■ **Given text**
★ ★ ★ ★ ★

Planning for Little Switzerland, as the investors named the resort, began in earnest in early 1910. One hundred acres of the land (purchased for about $11 per acre) would initially be offered in one-acre parcels for $150 (soon $300) for home sites. To ready the lots for cottages, the company installed a water and sewer system (planned to empty into a stream six hundred feet down the mountain) and set to work improving railroad and wagon access. Clarkson used his influence to have a Carolina, Clinchfield, and Ohio Railroad station moved to within two miles of the resort, and by 1910, a company-financed toll road connected the station to Little Switzerland. That summer, Clarkson's widowed sister, Ida Clarkson Jones, opened the Switzerland Inn, which quickly became the center of the new community. In the ensuing months, Jones advertised the new resort by entertaining both prospective homeowners from the Charlotte area and local residents from the surrounding mountains at a series of parties, picnics, and celebrations.

★ ★ ★ ★ ★

■ **Dataset excerpts**
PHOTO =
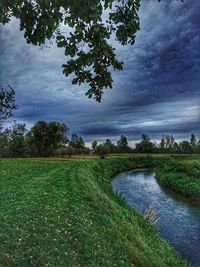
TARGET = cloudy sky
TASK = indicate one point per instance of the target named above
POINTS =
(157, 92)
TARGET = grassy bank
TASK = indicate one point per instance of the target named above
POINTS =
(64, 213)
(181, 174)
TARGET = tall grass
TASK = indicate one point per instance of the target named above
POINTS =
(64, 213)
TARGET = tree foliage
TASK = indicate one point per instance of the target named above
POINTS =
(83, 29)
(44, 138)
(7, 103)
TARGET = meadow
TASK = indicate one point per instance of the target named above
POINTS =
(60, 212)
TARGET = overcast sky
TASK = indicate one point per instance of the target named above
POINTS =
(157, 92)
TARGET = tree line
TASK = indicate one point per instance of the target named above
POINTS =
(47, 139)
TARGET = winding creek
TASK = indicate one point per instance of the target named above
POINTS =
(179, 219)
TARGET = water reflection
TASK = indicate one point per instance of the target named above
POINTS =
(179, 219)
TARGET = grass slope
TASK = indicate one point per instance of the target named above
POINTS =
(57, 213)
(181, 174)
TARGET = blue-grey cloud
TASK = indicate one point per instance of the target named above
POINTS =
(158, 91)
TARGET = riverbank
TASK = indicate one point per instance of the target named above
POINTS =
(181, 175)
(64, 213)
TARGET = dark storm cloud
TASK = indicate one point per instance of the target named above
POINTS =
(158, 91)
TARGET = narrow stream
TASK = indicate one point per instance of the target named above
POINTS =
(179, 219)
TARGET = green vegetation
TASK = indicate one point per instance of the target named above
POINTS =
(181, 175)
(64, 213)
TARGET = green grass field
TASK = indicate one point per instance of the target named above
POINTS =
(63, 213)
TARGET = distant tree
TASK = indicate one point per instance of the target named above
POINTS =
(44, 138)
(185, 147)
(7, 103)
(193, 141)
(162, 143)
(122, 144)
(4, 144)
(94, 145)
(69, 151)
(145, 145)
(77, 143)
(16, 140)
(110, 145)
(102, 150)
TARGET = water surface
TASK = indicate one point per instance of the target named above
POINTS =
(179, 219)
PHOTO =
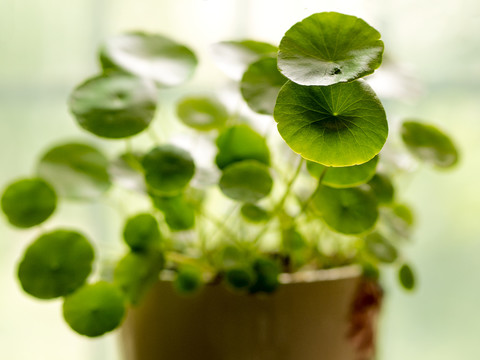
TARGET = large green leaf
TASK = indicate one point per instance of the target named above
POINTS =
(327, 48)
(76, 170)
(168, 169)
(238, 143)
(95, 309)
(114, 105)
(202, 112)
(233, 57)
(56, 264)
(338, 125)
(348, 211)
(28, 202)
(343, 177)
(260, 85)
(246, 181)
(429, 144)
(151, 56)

★ ★ ★ ★ ★

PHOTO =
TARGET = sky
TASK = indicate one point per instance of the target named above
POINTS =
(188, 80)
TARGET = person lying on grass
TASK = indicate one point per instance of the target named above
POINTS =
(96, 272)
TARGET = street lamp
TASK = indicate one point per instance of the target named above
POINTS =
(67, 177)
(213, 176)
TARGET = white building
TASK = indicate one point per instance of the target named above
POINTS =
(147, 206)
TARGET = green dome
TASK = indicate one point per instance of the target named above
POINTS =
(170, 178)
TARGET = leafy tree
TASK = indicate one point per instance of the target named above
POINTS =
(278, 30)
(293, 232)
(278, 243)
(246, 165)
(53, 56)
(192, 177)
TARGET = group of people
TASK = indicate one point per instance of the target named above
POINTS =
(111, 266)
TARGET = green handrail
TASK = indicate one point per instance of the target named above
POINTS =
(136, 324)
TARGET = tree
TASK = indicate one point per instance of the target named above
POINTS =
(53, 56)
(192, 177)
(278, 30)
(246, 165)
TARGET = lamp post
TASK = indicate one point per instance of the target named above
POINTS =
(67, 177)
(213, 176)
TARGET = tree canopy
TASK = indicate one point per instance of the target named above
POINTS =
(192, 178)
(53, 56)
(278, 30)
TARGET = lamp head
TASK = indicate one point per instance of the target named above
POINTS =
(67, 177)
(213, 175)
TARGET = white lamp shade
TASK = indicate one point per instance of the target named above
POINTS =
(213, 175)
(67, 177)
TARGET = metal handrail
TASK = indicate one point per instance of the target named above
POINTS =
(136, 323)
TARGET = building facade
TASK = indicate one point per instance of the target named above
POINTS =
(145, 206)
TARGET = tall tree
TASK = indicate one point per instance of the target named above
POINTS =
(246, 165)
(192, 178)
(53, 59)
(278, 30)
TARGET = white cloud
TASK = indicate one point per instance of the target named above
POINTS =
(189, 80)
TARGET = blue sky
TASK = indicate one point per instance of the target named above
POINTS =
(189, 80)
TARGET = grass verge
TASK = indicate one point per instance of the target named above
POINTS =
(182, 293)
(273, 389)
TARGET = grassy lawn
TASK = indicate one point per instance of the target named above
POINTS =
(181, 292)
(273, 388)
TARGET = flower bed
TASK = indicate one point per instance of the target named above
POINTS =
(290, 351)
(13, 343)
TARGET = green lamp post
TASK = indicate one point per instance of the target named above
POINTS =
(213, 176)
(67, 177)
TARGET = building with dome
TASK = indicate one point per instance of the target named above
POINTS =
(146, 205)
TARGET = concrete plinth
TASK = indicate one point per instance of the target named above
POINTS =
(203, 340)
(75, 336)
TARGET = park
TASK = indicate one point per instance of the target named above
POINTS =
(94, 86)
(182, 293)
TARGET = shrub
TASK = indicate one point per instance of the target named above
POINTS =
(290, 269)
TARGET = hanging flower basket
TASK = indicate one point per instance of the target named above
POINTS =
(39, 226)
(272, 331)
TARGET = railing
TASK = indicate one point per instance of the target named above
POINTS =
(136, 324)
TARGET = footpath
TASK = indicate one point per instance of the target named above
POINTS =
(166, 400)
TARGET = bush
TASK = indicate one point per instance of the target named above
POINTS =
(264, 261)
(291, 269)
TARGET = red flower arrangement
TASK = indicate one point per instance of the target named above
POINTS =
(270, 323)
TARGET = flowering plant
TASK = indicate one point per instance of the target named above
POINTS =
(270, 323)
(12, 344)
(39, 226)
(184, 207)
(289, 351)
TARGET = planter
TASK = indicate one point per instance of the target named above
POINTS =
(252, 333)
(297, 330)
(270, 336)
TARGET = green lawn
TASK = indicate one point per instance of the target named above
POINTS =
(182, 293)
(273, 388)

★ ★ ★ ★ ★

Carry on the account of the founding of Little Switzerland, starting after its final sentence. The material above comes from a separate source.

Cottage construction proceeded slowly at first, with only Clarkson and his Charlotte law partner building homes by 1911. But before long, about twenty people -- like the initial investors, mostly Charlotte-area attorneys and busienssmen -- had bought lots, and four of them immediately built summer homes. Road development continued apace, and Clarkson built a general store and post office in 1911. In 1912 he had a telephone line installed, virtually the only modern convenience available at the resort until electricity arrived in the 1930s. With ten more cottages built between 1913 and 1916, the colony began to take shape. ...

(From "Super-Scenic Motorway: A Blue Ridge Parkway History" by Anne Mitchell Whisnant. Copyright 2006 by The University of North Carolina Press. Reprinted with permission of the publisher. For more information visit www.uncpress.unc.edu.)

Researcher Brooke Cain searches journals and other sources for talk about the South. She can be reached at (919) 829-4579 or bcain@newsobserver.com.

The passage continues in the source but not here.